((
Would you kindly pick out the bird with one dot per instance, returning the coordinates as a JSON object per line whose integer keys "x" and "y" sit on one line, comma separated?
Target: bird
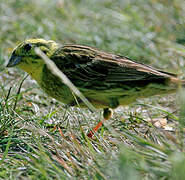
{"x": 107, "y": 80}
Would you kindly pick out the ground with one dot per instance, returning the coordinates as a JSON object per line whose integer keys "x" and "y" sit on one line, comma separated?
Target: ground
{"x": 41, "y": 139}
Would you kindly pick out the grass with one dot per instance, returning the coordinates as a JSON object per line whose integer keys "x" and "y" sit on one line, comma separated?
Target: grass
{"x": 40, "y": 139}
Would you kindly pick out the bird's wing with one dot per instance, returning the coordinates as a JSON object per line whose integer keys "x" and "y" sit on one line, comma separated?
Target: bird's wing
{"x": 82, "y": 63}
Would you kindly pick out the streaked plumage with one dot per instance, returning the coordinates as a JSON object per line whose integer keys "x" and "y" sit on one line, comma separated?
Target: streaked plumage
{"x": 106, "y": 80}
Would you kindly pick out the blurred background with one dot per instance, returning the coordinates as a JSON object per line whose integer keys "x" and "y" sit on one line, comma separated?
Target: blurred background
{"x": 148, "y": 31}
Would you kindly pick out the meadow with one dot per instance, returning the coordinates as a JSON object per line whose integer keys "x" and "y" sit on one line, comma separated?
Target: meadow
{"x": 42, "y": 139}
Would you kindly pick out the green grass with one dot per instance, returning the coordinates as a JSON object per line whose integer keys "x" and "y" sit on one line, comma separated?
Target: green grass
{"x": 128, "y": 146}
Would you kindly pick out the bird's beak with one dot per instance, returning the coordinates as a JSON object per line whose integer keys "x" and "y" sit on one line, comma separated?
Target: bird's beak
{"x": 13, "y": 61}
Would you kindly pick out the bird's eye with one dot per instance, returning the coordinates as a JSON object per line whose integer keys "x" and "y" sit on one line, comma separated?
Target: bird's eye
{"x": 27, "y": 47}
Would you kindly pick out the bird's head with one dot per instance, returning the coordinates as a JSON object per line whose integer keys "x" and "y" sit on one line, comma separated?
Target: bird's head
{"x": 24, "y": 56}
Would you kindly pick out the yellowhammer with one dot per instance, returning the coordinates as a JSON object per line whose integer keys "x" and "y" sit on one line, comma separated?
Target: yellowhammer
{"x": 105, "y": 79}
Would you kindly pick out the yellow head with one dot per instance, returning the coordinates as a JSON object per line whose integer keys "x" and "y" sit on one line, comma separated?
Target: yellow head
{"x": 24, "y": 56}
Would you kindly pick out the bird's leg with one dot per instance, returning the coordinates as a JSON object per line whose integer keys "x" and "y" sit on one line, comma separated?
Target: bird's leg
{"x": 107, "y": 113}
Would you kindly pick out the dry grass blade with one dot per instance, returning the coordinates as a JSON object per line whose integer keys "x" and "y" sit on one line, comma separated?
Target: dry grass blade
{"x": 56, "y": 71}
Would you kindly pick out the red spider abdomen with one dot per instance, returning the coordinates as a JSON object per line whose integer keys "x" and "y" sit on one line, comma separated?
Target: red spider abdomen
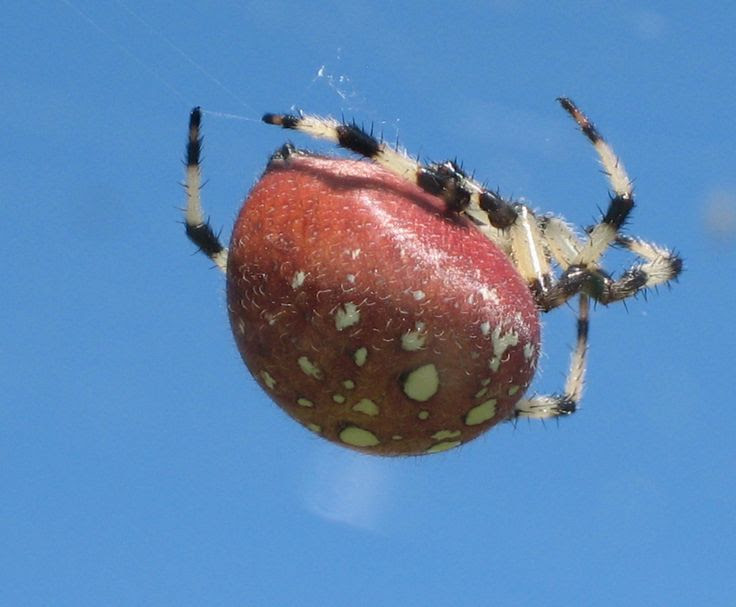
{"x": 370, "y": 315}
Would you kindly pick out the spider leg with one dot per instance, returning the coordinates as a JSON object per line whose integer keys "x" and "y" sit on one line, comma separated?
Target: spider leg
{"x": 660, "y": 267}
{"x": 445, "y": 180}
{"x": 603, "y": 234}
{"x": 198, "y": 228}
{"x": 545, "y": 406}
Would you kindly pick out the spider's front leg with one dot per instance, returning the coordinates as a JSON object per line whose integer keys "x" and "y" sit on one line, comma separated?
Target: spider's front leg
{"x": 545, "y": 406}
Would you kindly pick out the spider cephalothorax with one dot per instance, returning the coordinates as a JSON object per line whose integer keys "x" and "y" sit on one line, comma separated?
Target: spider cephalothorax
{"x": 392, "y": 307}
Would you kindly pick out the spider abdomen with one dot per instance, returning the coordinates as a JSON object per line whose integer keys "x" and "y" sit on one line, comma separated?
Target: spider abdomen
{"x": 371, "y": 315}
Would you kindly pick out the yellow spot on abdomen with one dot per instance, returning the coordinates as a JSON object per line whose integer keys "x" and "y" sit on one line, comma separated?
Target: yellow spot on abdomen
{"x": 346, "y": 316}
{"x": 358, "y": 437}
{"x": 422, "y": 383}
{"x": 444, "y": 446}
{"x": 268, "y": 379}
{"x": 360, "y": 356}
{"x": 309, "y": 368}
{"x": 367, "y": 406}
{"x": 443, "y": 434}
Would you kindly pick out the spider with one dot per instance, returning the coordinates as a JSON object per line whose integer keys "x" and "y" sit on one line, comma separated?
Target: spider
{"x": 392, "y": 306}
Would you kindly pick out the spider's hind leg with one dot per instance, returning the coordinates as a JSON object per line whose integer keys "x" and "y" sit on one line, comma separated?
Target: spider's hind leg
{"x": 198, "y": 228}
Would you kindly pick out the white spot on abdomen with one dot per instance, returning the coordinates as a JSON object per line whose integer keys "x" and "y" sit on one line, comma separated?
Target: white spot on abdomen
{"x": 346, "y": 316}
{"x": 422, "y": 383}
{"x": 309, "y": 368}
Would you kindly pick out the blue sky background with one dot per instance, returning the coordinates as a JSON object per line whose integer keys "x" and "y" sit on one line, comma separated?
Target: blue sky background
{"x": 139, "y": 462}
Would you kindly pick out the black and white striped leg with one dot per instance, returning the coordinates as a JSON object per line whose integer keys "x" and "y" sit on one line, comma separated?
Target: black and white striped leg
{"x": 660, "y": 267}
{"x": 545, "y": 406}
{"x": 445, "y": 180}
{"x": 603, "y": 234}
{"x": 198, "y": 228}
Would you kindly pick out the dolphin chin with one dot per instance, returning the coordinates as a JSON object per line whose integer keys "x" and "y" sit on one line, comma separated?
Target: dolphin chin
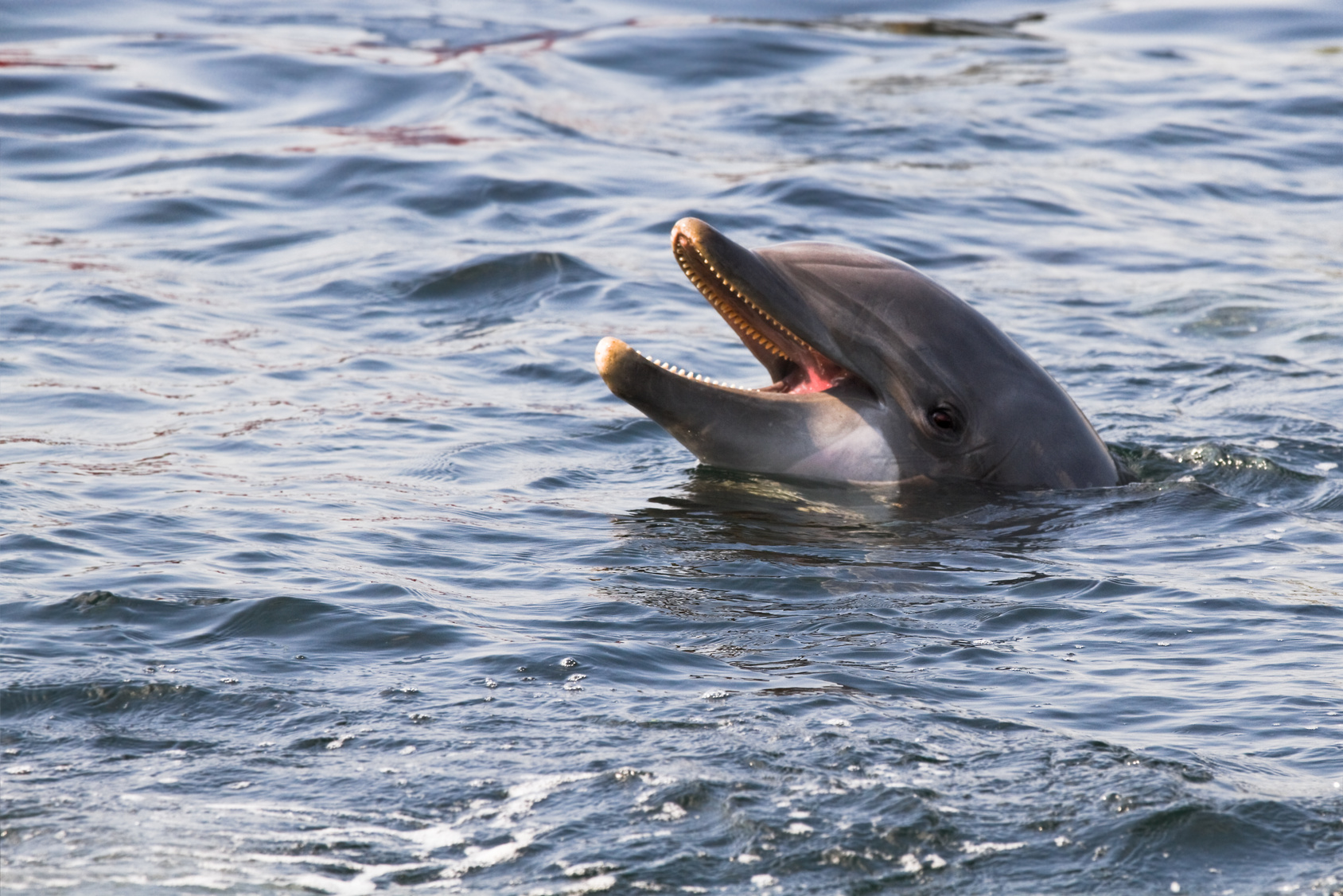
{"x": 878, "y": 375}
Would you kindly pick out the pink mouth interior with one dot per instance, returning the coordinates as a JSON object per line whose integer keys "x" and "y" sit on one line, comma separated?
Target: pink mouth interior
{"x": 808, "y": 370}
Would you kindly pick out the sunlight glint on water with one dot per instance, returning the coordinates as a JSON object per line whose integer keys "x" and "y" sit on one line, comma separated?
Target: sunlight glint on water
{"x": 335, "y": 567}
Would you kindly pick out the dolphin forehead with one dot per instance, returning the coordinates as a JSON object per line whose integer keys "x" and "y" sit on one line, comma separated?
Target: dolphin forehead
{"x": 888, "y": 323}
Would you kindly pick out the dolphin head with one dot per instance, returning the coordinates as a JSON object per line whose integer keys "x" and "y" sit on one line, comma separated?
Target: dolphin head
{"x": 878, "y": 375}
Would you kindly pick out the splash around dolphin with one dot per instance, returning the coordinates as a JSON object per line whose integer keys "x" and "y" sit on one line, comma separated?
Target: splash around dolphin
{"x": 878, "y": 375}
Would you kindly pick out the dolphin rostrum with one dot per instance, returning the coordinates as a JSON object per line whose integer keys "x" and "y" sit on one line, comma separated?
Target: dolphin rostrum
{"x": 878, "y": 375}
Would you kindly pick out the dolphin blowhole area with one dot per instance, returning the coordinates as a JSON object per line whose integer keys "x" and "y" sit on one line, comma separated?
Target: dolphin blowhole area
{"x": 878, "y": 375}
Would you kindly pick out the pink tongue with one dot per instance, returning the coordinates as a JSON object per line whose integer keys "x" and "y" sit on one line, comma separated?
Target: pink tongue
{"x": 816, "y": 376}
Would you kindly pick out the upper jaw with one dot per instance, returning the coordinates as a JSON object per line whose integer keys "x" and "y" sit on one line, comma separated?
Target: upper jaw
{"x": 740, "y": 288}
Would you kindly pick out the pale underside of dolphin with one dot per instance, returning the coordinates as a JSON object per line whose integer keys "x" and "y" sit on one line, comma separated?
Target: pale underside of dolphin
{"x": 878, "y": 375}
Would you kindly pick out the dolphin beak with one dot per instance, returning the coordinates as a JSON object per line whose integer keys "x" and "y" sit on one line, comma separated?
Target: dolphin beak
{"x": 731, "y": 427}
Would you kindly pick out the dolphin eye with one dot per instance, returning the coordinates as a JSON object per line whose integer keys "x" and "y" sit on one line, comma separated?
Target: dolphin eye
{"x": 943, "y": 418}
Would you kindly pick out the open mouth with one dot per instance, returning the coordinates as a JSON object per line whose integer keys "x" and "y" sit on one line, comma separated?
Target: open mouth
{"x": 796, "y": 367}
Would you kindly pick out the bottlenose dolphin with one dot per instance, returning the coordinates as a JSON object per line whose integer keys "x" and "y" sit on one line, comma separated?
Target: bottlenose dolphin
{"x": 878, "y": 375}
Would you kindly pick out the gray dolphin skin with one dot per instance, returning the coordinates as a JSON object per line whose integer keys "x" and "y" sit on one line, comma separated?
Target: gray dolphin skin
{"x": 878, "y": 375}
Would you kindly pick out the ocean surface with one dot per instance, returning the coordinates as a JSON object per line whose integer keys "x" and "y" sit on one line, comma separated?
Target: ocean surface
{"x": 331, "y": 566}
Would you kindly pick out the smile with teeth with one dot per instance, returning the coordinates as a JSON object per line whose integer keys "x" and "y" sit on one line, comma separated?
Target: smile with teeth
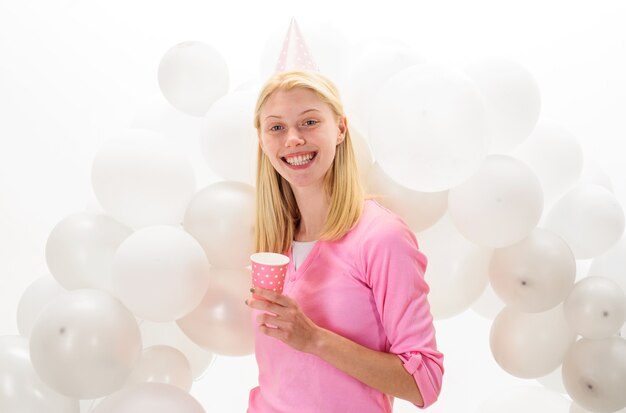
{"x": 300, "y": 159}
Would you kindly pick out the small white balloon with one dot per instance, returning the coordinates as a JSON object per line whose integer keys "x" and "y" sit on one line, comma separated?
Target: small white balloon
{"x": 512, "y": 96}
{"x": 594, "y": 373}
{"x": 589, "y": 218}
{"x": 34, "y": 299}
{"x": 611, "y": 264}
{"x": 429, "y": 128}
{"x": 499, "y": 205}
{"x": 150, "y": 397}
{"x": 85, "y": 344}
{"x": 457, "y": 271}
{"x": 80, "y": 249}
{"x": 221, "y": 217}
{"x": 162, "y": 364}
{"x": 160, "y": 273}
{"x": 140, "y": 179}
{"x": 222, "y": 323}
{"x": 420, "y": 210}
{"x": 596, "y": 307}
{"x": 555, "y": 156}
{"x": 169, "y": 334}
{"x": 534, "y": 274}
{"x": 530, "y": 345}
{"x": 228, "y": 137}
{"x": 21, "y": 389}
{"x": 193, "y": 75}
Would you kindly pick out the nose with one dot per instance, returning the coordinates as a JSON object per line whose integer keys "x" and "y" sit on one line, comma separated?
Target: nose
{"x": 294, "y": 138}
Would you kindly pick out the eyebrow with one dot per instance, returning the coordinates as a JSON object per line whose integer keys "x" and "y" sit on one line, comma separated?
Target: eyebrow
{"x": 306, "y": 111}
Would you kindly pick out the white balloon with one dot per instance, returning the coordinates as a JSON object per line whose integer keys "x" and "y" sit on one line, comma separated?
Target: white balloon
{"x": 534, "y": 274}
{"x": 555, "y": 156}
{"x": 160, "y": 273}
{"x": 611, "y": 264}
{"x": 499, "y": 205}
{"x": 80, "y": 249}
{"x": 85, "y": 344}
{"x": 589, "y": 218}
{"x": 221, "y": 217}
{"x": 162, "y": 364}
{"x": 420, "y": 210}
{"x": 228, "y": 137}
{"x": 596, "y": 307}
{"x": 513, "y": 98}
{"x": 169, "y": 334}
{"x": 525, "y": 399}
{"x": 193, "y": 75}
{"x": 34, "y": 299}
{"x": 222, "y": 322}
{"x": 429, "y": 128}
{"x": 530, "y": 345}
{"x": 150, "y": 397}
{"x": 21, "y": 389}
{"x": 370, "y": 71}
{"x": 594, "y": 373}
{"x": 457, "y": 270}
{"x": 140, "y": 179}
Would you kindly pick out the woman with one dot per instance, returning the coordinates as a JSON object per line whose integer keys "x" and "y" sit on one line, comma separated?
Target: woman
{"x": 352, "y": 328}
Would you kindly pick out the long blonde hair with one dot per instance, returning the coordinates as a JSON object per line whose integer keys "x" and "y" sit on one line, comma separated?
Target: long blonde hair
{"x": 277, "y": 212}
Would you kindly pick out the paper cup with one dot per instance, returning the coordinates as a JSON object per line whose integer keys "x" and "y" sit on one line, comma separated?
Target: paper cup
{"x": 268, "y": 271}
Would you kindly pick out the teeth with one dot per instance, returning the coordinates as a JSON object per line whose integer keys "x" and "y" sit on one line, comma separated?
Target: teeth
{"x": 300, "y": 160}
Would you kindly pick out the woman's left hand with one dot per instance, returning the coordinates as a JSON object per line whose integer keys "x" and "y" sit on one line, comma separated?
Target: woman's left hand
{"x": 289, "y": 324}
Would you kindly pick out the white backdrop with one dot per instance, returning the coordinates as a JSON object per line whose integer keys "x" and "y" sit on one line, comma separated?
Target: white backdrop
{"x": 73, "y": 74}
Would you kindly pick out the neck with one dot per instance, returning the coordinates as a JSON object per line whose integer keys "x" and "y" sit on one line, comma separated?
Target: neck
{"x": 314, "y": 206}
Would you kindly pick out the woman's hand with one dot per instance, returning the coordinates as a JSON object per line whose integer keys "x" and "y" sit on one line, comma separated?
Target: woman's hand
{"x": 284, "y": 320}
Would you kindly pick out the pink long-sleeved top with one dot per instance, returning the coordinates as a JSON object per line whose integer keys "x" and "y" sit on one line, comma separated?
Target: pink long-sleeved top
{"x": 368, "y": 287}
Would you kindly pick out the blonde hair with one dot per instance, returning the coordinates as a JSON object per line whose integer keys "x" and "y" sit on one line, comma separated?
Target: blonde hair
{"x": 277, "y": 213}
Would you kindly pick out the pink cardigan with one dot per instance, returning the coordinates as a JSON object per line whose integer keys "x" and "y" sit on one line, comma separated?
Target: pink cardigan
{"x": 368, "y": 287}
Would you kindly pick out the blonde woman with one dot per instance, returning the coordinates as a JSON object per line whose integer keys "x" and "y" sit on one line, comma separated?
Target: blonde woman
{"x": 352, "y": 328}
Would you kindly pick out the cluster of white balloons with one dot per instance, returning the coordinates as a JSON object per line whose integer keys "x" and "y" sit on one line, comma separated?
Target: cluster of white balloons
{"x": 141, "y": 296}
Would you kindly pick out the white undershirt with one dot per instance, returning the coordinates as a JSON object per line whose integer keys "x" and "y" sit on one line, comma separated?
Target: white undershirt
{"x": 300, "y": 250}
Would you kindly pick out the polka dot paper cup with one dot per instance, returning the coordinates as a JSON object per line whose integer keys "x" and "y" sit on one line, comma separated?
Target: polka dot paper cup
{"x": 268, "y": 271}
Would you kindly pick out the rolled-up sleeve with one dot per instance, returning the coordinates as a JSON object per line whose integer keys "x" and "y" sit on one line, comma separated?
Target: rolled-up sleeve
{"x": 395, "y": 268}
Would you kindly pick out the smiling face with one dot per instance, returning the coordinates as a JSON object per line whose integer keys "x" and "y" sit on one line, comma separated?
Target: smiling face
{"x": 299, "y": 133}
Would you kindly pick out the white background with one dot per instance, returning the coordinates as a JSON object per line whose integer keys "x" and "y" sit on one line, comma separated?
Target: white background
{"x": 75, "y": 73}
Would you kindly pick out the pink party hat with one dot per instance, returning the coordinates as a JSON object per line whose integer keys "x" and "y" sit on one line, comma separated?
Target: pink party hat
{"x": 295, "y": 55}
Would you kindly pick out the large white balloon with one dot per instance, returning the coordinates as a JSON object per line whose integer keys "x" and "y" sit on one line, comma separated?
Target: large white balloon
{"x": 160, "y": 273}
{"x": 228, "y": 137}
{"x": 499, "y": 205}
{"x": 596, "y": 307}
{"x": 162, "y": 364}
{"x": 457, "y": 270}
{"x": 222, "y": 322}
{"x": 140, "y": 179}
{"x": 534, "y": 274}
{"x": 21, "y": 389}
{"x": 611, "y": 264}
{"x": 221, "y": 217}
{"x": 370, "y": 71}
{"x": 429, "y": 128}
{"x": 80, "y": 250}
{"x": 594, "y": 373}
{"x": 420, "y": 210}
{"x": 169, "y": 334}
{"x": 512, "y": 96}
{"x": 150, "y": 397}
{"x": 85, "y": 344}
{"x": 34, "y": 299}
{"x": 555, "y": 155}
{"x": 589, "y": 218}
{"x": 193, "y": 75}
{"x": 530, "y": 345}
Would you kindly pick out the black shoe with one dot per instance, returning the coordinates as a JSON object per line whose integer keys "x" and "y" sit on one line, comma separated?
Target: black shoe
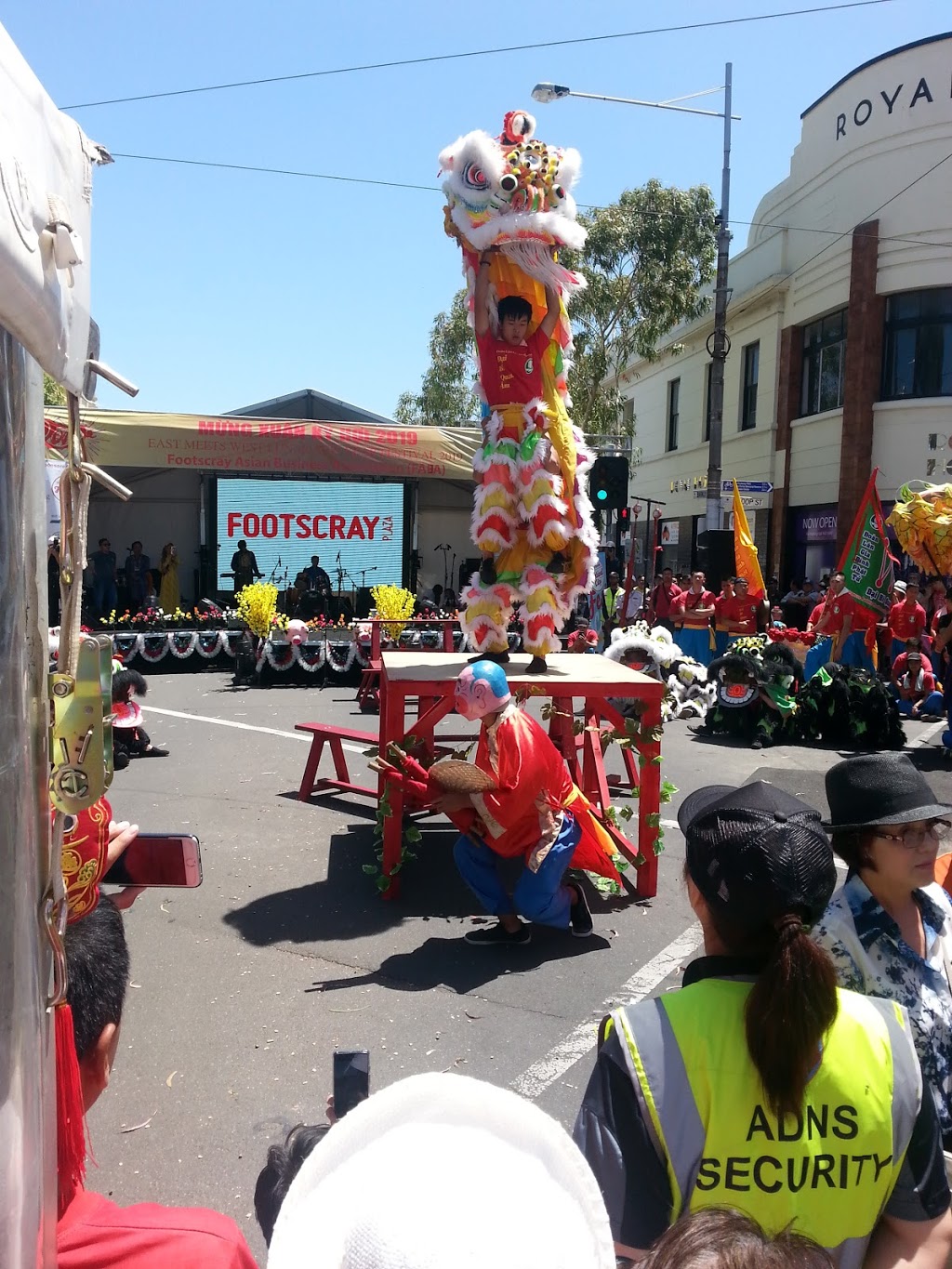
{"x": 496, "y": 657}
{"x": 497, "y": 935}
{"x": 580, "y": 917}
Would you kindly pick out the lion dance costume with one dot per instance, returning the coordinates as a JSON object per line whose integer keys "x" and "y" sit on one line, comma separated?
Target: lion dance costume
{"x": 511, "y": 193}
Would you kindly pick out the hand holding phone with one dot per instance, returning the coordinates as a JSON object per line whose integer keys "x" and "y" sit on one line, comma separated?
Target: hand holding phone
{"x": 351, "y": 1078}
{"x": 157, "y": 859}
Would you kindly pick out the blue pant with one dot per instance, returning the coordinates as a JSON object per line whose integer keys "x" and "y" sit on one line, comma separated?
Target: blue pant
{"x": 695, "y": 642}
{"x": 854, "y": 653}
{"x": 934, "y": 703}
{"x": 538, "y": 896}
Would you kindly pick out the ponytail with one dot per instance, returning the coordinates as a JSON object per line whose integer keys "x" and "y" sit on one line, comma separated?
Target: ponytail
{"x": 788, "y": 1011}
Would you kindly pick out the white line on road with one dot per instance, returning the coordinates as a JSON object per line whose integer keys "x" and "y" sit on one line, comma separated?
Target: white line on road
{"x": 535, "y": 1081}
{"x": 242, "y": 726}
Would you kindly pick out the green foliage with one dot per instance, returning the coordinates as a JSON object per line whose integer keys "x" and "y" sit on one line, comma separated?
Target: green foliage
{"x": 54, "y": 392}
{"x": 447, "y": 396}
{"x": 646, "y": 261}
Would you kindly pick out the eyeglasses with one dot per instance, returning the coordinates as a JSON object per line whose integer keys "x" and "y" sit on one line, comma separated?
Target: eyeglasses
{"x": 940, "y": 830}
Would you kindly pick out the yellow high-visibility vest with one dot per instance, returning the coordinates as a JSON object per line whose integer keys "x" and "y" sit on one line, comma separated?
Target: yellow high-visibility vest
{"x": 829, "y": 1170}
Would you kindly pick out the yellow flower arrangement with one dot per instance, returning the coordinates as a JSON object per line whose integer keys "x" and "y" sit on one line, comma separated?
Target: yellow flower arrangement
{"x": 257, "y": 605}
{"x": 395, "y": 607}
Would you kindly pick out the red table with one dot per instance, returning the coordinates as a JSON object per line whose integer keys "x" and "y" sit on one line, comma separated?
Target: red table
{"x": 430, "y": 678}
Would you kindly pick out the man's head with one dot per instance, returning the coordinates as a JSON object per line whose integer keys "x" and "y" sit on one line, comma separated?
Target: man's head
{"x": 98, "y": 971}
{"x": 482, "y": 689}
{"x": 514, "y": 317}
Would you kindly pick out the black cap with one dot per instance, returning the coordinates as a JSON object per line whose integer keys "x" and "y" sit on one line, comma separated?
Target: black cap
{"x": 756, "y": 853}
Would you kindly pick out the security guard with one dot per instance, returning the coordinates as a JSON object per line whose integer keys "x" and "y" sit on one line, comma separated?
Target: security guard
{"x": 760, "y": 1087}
))
▶ _Task prompt_: Copy out every line from the one containing "Would you kindly pick out the man's" to the end of the material, both ends included.

▶ _Correct result_:
Would you kindly pick out the man's head with one dot per instance, returning the coordinates as a JSON object per line whose integer keys "x" and "y" sit on one line, comma separated?
Target: man's head
{"x": 98, "y": 971}
{"x": 482, "y": 689}
{"x": 514, "y": 317}
Would you kindly pick out the black cap with one dot per instance, returning the coordinates as a JSON object per line whose integer keys "x" and "y" sit on one line, comma separated?
Target: black cap
{"x": 756, "y": 853}
Would you kindly pick out the security guard with one dot per instance, returning the coordinates as a JSON object per line whose integer keys "x" and "y" sit on one line, comma separated?
Target: security guard
{"x": 760, "y": 1087}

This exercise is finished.